Subject: Re: find(1) with extended regexps
To: Luke Mewburn <lukem@NetBSD.org>
From: Daniel de Kok <danieldk@pobox.com>
List: tech-userlevel
Date: 07/18/2007 13:16:23
--4Ckj6UjgE2iN1+kY
Content-Type: text/plain; charset=us-ascii
Content-Disposition: inline

On Wed, Jul 18, 2007 at 12:17:15PM +1000, Luke Mewburn wrote:
> On Tue, Jul 17, 2007 at 03:07:09PM +0200, Daniel de Kok wrote:
>   | Any objections to committing the attached patch for adding the '-E'
>   | option to find(1) to interpret regexps as extended regexps like grep
>   | and sed do? FreeBSD also seems to provide this functionality, and
>   | it is pretty handy, without having many downsides.
> 
> The idea in principle sounds good to me.
> 
> You should remove REG_BASIC from the argument list given to c_regex_common()
> by various functions that call it.

=== List of tasks ===
**1.** Condense the quoted paragraph in the message that begins "Any objections to committing" into a short bulleted list that keeps its main facts.
**2.** Shift the answer coordinates in the rows below by adding 13 to every number in them, and write out only the lines from the line with "girl in the" up to and including the line with "[(54, 37), (105, 48), (83, 35)]", requests included.

=== Available records ===
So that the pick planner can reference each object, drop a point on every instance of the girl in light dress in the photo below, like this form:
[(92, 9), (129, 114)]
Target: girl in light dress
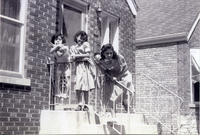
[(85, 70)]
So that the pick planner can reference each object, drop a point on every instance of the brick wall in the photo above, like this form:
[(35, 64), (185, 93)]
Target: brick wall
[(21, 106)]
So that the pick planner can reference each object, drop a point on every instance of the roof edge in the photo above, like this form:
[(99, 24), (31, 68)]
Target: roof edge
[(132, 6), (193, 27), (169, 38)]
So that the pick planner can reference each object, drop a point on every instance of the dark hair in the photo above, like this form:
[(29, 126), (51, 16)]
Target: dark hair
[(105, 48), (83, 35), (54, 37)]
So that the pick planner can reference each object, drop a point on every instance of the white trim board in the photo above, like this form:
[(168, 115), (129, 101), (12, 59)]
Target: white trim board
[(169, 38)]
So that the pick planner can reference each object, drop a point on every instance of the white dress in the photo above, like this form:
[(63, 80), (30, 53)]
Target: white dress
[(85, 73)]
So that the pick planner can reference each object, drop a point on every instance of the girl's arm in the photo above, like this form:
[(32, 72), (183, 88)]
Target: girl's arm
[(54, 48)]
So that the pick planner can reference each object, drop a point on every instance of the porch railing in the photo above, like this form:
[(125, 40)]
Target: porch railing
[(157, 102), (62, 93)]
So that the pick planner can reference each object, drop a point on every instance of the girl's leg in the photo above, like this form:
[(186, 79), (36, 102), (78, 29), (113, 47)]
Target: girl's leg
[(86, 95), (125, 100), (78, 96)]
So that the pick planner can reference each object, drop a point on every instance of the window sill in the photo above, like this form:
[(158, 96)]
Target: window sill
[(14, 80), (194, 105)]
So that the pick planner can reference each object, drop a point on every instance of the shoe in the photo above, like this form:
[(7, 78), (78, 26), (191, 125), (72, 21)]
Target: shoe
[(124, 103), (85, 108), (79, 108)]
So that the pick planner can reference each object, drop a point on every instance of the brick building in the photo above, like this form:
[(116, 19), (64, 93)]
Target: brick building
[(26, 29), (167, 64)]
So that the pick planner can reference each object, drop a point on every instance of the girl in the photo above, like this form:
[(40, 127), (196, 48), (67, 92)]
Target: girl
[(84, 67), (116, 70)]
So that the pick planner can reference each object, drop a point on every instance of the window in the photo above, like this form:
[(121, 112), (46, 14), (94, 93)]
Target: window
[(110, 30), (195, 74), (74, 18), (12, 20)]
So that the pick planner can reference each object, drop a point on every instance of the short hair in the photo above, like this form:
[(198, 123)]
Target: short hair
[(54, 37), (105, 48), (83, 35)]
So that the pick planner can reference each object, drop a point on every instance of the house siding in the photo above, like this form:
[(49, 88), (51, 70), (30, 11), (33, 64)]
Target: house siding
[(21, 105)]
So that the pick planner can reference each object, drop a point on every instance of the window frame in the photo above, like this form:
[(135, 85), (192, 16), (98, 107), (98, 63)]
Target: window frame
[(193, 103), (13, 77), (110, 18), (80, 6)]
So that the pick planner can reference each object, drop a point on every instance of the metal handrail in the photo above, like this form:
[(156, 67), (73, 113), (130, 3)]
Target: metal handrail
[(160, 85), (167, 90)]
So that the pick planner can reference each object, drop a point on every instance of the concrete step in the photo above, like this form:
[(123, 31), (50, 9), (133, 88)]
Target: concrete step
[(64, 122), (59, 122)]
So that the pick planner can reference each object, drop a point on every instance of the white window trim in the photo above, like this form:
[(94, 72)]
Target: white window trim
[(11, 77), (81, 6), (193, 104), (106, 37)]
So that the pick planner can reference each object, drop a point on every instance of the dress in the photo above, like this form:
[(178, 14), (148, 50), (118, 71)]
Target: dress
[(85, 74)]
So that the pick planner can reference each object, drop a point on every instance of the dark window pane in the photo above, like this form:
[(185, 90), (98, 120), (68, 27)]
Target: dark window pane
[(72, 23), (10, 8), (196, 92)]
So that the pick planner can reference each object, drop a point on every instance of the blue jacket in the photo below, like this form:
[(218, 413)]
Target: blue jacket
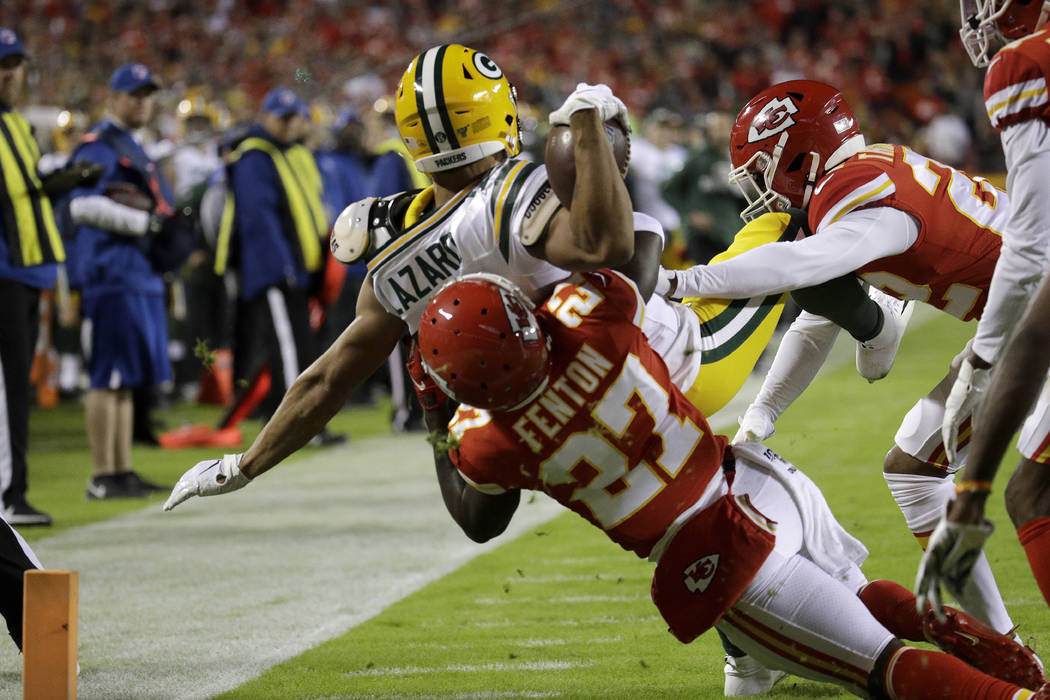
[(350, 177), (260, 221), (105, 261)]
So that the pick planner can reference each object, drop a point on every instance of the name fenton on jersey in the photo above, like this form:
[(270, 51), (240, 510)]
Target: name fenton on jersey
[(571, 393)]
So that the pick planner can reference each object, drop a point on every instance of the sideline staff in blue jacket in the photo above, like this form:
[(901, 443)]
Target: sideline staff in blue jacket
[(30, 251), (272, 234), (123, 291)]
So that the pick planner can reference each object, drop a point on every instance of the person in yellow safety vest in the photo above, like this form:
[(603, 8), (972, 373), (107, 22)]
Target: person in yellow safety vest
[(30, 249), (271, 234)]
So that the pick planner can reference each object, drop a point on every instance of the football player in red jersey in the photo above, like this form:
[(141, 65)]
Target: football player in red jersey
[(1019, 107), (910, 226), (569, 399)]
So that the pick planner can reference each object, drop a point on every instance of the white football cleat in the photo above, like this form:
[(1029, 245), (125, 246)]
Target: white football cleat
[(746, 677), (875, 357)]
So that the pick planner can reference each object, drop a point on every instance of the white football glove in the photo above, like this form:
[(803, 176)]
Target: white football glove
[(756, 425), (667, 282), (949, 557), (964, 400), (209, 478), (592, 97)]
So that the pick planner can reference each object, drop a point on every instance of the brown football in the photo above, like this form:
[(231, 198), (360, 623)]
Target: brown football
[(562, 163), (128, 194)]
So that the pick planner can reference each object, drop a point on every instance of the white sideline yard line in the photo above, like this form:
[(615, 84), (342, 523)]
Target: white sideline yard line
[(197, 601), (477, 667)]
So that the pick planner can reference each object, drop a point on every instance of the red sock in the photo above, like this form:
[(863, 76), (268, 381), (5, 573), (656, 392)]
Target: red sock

=== Answers to the exercise ===
**1.**
- Proposes committing an attached patch that adds a '-E' option to find(1).
- With the option, find(1) would interpret regexps as extended regexps, as grep and sed do.
- FreeBSD also seems to provide this functionality.
- It is handy and has few downsides.

**2.**
So that the pick planner can reference each object, drop a point on every instance of the girl in the photo above, like this form:
[(40, 127), (196, 48), (67, 92)]
Target: girl
[(97, 80), (129, 83)]
So that the pick planner can reference each object, drop a point on every instance of the window in the photo above, like this form:
[(121, 112), (46, 14), (94, 93)]
Target: window
[(123, 43), (208, 87), (87, 31), (25, 33)]
So that the pick planner can reference each object, drop a point on every instance of the short hair in the photo above, like this form:
[(198, 123)]
Target: short hair
[(67, 50), (118, 61), (96, 48)]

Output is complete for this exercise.